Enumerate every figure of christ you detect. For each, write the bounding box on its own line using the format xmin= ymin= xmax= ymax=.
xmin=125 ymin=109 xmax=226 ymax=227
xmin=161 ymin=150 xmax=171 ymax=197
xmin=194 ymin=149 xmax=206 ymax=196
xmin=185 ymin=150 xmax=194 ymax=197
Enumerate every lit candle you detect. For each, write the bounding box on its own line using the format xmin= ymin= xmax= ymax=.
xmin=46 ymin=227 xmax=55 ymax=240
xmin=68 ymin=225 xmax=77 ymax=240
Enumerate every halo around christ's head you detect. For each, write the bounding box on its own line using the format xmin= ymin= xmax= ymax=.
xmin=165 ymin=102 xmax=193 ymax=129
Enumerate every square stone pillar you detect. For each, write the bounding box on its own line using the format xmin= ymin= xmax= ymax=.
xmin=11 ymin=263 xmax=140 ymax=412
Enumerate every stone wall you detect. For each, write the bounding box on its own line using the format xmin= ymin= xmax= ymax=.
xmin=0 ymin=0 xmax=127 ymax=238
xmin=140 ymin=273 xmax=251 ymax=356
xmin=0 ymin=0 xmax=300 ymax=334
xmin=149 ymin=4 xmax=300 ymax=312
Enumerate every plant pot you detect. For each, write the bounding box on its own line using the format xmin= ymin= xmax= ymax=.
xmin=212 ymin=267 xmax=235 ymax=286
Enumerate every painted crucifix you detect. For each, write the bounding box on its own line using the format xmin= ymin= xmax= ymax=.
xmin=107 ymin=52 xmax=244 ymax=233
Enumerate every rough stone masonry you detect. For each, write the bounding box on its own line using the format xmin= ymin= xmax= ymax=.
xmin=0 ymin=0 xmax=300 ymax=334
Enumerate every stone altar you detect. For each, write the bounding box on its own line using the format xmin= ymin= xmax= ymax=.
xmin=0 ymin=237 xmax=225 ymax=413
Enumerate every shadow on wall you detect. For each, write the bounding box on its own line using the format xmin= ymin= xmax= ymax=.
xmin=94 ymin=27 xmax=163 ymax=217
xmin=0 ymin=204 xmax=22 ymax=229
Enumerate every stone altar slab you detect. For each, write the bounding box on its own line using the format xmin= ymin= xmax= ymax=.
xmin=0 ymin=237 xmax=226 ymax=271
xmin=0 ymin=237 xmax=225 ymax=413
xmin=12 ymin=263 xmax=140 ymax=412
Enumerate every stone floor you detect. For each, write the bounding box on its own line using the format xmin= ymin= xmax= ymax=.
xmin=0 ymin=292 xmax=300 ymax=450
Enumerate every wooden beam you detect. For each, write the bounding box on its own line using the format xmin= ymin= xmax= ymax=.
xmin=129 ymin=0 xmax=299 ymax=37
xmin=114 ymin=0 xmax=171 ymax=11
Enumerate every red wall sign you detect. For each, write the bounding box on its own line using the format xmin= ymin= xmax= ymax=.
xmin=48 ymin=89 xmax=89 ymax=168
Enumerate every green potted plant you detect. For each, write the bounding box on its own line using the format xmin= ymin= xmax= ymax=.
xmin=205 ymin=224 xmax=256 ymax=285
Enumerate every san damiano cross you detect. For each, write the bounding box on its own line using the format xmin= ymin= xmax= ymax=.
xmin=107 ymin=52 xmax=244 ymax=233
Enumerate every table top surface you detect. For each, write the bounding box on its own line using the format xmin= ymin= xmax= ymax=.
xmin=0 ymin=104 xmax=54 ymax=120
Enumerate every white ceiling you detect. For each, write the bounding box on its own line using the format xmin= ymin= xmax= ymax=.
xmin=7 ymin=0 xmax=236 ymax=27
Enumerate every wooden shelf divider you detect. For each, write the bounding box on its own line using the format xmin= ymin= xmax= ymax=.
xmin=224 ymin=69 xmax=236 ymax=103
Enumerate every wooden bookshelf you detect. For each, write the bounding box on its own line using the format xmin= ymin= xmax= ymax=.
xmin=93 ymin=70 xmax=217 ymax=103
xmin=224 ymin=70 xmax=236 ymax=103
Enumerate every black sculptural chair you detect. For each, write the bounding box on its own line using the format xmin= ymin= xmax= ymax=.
--------------------------------------------------
- [REQUEST]: Could you write out all the records again, swapping "Enumerate" for "List" and leaving everything else as it is?

- [RESPONSE]:
List every figure of christ you detect. For each, write the bounding box on its own line using the format xmin= ymin= xmax= ymax=.
xmin=125 ymin=109 xmax=226 ymax=227
xmin=161 ymin=150 xmax=171 ymax=197
xmin=194 ymin=149 xmax=206 ymax=196
xmin=185 ymin=150 xmax=194 ymax=197
List every lit candle you detect. For each, write the bounding box on its own line using the format xmin= ymin= xmax= ymax=.
xmin=46 ymin=227 xmax=55 ymax=240
xmin=68 ymin=225 xmax=77 ymax=240
List every halo around christ's head you detect. For each, write the bounding box on its own line using the format xmin= ymin= xmax= ymax=.
xmin=165 ymin=102 xmax=193 ymax=129
List every square stone pillar you detect. For each, write the bounding box on its own line using the format xmin= ymin= xmax= ymax=.
xmin=11 ymin=263 xmax=140 ymax=412
List every stone wall you detect. For each, write the bounding box on its own line using the format xmin= ymin= xmax= ymax=.
xmin=0 ymin=0 xmax=127 ymax=238
xmin=140 ymin=273 xmax=251 ymax=356
xmin=0 ymin=0 xmax=300 ymax=334
xmin=149 ymin=4 xmax=300 ymax=312
List every plant pot you detect. For each, write the bounding box on its own line using the format xmin= ymin= xmax= ymax=.
xmin=212 ymin=267 xmax=235 ymax=286
List every painted crucifix you detect. For each, write the bounding box on its own line using the format xmin= ymin= xmax= ymax=.
xmin=107 ymin=52 xmax=244 ymax=233
List every rough stone masonry you detect. For each, write the bounding box on its own line using the format xmin= ymin= xmax= ymax=.
xmin=0 ymin=0 xmax=300 ymax=334
List every stone altar you detect. For each, write the bounding box on its own line using the format xmin= ymin= xmax= ymax=.
xmin=0 ymin=237 xmax=225 ymax=413
List every shadow on wall you detect. For each, write the bounding box on its own line using the format xmin= ymin= xmax= ymax=.
xmin=94 ymin=27 xmax=163 ymax=217
xmin=0 ymin=204 xmax=22 ymax=229
List every stone altar slab you detect. For each, write the bounding box on its own line using the format xmin= ymin= xmax= ymax=.
xmin=0 ymin=237 xmax=226 ymax=271
xmin=0 ymin=237 xmax=225 ymax=413
xmin=12 ymin=263 xmax=140 ymax=412
List every stone floor you detect. For each, write the bounding box on its own line using the format xmin= ymin= xmax= ymax=.
xmin=0 ymin=292 xmax=300 ymax=450
List every wooden beam you detect. For each, write the bounding box on its own line using the format xmin= ymin= xmax= ymax=.
xmin=129 ymin=0 xmax=299 ymax=37
xmin=114 ymin=0 xmax=171 ymax=11
List every red wall sign you detect. For each, write the bounding box on its own line using the format xmin= ymin= xmax= ymax=.
xmin=48 ymin=89 xmax=89 ymax=168
List every green potted plant you detect. For each, write the bounding box on its own line using the format xmin= ymin= xmax= ymax=.
xmin=205 ymin=224 xmax=256 ymax=285
List every san damiano cross you detect. For each, write the bounding box on its own line using the format xmin= ymin= xmax= ymax=.
xmin=107 ymin=52 xmax=244 ymax=233
List every table top surface you detect. For each, write the bounding box on its own line using the format xmin= ymin= xmax= ymax=.
xmin=0 ymin=104 xmax=54 ymax=120
List every white ceiling you detect. For each, write the bounding box on its own line using the format xmin= ymin= xmax= ymax=.
xmin=7 ymin=0 xmax=236 ymax=27
List every wooden shelf divider you detect. For each, write the bounding box on its own line using the format xmin= ymin= xmax= ymax=.
xmin=224 ymin=69 xmax=236 ymax=103
List every wooden bookshelf you detect. For each, write the bounding box on its own line using the format xmin= ymin= xmax= ymax=.
xmin=93 ymin=70 xmax=217 ymax=103
xmin=224 ymin=70 xmax=236 ymax=103
List every black sculptural chair you detect. For each, write the bounding box on its own line using the format xmin= ymin= xmax= ymax=.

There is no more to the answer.